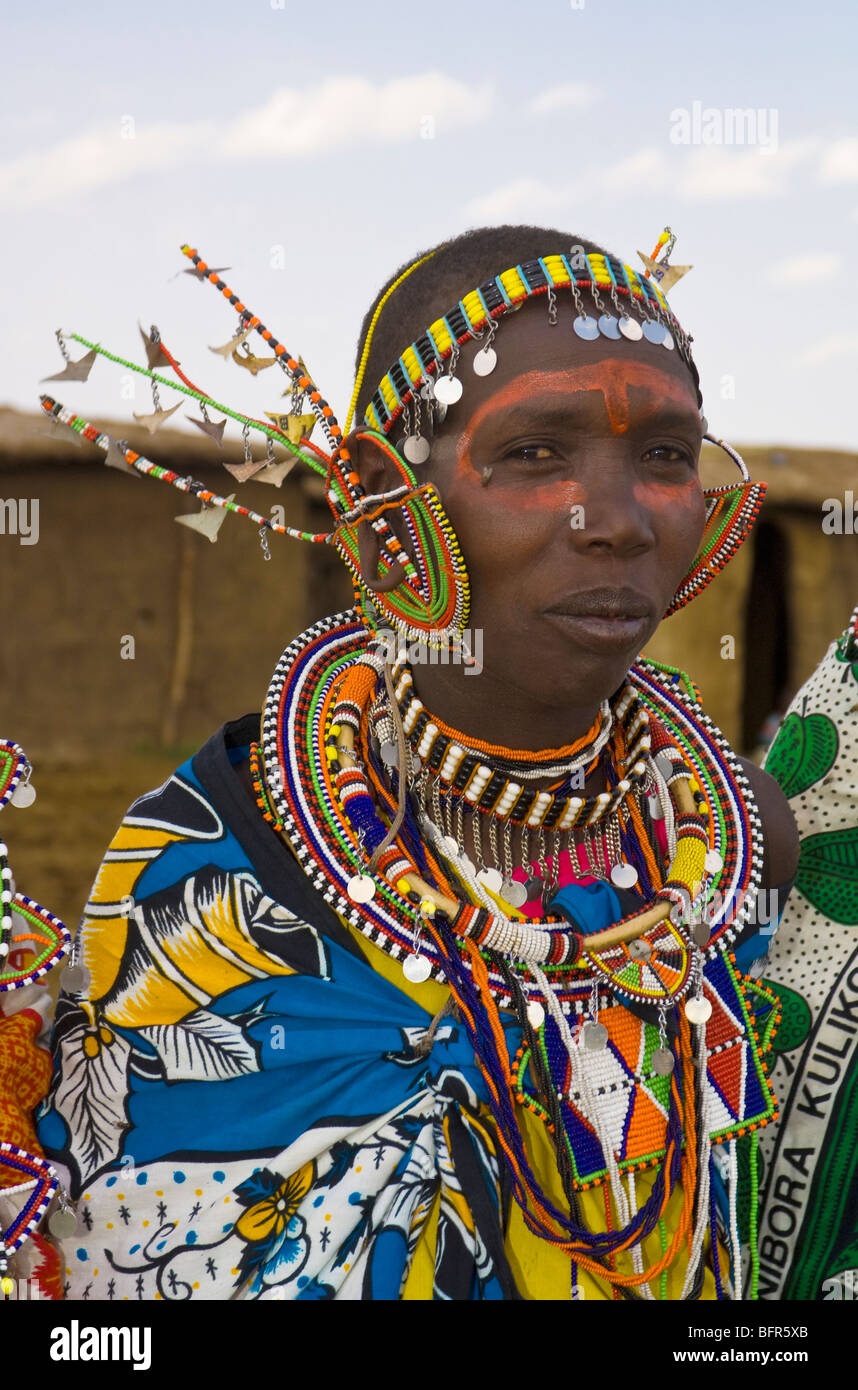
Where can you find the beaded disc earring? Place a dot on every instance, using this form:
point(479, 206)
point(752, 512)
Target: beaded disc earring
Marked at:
point(730, 516)
point(423, 598)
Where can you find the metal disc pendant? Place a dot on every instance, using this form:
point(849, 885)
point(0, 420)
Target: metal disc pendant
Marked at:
point(448, 389)
point(390, 754)
point(75, 977)
point(654, 331)
point(491, 879)
point(416, 969)
point(416, 449)
point(698, 1009)
point(533, 887)
point(594, 1037)
point(513, 893)
point(63, 1223)
point(536, 1015)
point(24, 794)
point(701, 934)
point(586, 327)
point(623, 876)
point(640, 948)
point(484, 362)
point(360, 888)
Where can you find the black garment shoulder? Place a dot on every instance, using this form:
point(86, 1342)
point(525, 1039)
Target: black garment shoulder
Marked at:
point(276, 866)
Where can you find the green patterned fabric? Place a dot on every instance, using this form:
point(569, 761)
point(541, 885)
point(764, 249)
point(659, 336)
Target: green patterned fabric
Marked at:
point(808, 1211)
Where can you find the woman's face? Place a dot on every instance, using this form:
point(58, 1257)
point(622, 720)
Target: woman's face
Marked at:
point(594, 509)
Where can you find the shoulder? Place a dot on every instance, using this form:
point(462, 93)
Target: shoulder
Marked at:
point(779, 822)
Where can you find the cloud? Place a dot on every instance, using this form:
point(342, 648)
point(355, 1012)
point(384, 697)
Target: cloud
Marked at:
point(292, 124)
point(569, 96)
point(536, 199)
point(842, 345)
point(840, 161)
point(796, 270)
point(99, 157)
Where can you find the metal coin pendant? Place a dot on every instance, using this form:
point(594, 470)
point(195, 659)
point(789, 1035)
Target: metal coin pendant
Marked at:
point(390, 754)
point(24, 794)
point(698, 1009)
point(536, 1015)
point(416, 969)
point(664, 765)
point(513, 893)
point(533, 888)
point(75, 979)
point(586, 327)
point(640, 948)
point(490, 879)
point(654, 332)
point(486, 360)
point(360, 888)
point(448, 389)
point(594, 1036)
point(701, 934)
point(63, 1223)
point(623, 876)
point(416, 449)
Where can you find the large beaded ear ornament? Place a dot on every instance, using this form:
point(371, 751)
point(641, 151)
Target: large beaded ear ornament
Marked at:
point(32, 941)
point(426, 371)
point(423, 594)
point(423, 598)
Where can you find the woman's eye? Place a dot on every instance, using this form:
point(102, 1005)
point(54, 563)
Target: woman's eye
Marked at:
point(668, 453)
point(531, 452)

Stated exercise – Reproduce all of the material above with every instance of "pendant" replaced by "charm" and everything else unchanged, omitting the pictures.

Exercise result –
Where can you find the beaded disc earring? Place a dot on every instance, using this form:
point(479, 206)
point(752, 512)
Target: beaded disc earring
Marked at:
point(730, 516)
point(423, 598)
Where can you find the metal disc charm? Place a dot on every instance, using this form:
point(849, 885)
point(0, 420)
Target: metal disc charm
Marked at:
point(448, 389)
point(390, 754)
point(75, 977)
point(654, 331)
point(491, 879)
point(416, 969)
point(416, 449)
point(698, 1009)
point(533, 887)
point(594, 1037)
point(513, 893)
point(63, 1223)
point(536, 1015)
point(24, 794)
point(701, 934)
point(586, 327)
point(623, 876)
point(640, 948)
point(484, 362)
point(360, 888)
Where can you find the black garment shoulder? Place a dot on every instance, using this form:
point(86, 1342)
point(525, 1039)
Target: black garment shoulder
Marked at:
point(276, 866)
Where can you find the green patterned fabric? Place a dot on every instance, using this form:
point(569, 761)
point(541, 885)
point(764, 249)
point(659, 336)
Target: green patterned fabric
Marked at:
point(808, 1211)
Where can you find the woman's face? Place a dot on every instance, using this form:
point(58, 1257)
point(622, 720)
Target: woman's face
Marked at:
point(594, 509)
Where can you find the shoulder? Place a dot on every instance, using this form:
point(462, 93)
Target: shoulder
Marked at:
point(779, 822)
Where can you find the cloud? Place a dot on every instance, using this form:
point(342, 648)
point(355, 1012)
point(384, 697)
Target: cloud
Marked at:
point(292, 124)
point(569, 96)
point(536, 199)
point(842, 345)
point(840, 161)
point(796, 270)
point(99, 157)
Where can you find the metal coin charm? Place a dot on every instance, using this form:
point(594, 470)
point(195, 659)
point(789, 1035)
Target: metal coin charm
Marked at:
point(390, 754)
point(24, 794)
point(698, 1009)
point(536, 1015)
point(416, 969)
point(664, 765)
point(513, 893)
point(533, 888)
point(75, 979)
point(586, 327)
point(640, 948)
point(490, 879)
point(654, 332)
point(486, 360)
point(360, 888)
point(448, 389)
point(594, 1036)
point(701, 934)
point(63, 1223)
point(623, 876)
point(416, 449)
Where can you find the large beaded ear ornament? Place a dot on every instance, using this form:
point(371, 751)
point(641, 151)
Target: large beaded ear ornament
Marked at:
point(32, 941)
point(426, 371)
point(423, 594)
point(423, 598)
Where can you find the woman's eye? Place a dot on every instance, using this form:
point(102, 1005)
point(54, 563)
Target: woman's eye
Marked at:
point(668, 453)
point(531, 452)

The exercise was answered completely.